Passage shown:
==========

# Directional derivative (muiltivariable calculus)

I have an encountered an example in my text book which I don't fully see the intuition of. I will write out the part of the example I'm struggling with:

A hiker is standing beside a stream on the side of a mountain examining her map of the region. The height of the land (in meters) at any point $(x,y)$ is given by the function

$$h(x,y) = \frac{20000}{3 + x^2 + 2y^2}$$

where $x$ and $y$ (in kilometers) denote the coordinates of the point on the hiker's map. The biker is at the point $(3,2)$

At what angle to the path of the stream (on the map) should the hiker set out if she wishes to climb at a $15^o$ inclination to the horizontal?

==========

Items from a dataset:
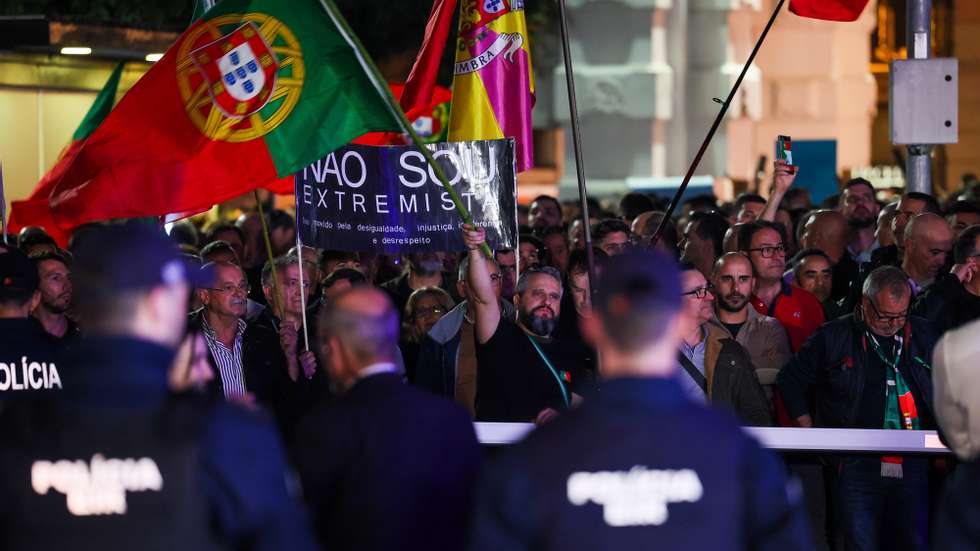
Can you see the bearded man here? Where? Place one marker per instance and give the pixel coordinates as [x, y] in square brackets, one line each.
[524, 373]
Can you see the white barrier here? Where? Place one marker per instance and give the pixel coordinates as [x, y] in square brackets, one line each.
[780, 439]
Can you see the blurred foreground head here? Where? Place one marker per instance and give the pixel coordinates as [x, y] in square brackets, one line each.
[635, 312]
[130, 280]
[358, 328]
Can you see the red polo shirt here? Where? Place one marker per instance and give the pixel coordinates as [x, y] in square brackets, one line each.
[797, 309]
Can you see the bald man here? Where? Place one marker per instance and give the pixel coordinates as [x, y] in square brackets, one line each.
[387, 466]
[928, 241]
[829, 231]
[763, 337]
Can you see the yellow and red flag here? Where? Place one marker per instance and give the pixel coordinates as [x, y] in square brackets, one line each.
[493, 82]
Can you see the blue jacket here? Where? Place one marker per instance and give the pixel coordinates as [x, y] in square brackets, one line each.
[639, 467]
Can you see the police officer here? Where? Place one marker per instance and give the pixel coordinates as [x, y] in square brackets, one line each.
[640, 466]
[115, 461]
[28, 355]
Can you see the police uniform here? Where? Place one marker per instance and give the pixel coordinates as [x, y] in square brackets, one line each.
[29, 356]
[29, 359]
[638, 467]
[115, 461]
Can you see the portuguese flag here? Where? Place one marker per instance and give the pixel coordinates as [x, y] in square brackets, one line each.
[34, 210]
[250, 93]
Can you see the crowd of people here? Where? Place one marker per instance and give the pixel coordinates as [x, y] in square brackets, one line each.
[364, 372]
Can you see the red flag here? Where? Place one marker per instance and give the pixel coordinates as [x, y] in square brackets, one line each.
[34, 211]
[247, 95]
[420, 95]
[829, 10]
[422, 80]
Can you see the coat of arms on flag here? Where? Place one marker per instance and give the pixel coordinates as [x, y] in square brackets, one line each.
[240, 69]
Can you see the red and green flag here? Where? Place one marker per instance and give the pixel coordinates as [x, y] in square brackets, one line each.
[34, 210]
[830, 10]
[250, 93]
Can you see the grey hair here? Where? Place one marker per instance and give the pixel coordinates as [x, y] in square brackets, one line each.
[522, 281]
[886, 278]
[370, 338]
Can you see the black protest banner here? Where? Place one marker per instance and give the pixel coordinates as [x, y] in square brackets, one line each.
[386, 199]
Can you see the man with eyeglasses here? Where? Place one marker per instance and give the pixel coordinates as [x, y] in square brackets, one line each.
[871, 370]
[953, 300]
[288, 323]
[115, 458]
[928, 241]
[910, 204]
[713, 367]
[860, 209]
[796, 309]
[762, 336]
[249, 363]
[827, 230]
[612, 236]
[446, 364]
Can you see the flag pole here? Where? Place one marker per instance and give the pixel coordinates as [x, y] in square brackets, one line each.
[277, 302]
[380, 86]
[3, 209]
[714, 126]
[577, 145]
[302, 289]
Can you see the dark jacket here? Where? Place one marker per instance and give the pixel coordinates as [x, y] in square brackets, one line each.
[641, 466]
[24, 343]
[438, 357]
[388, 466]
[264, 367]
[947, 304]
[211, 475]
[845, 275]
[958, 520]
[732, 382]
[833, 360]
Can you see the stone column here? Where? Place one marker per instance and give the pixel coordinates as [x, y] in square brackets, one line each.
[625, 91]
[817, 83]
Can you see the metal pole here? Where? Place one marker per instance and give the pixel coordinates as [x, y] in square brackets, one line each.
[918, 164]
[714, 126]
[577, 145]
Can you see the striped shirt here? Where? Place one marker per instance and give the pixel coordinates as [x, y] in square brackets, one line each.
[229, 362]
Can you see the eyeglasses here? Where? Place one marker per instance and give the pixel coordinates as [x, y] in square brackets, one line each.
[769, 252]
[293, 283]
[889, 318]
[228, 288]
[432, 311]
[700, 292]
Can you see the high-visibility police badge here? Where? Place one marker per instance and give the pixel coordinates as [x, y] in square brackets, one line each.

==========

Written problem:
In the directional derivative post, in what unit is the height of the land given? This material was drawn from a separate source.

Exercise answer:
Meters.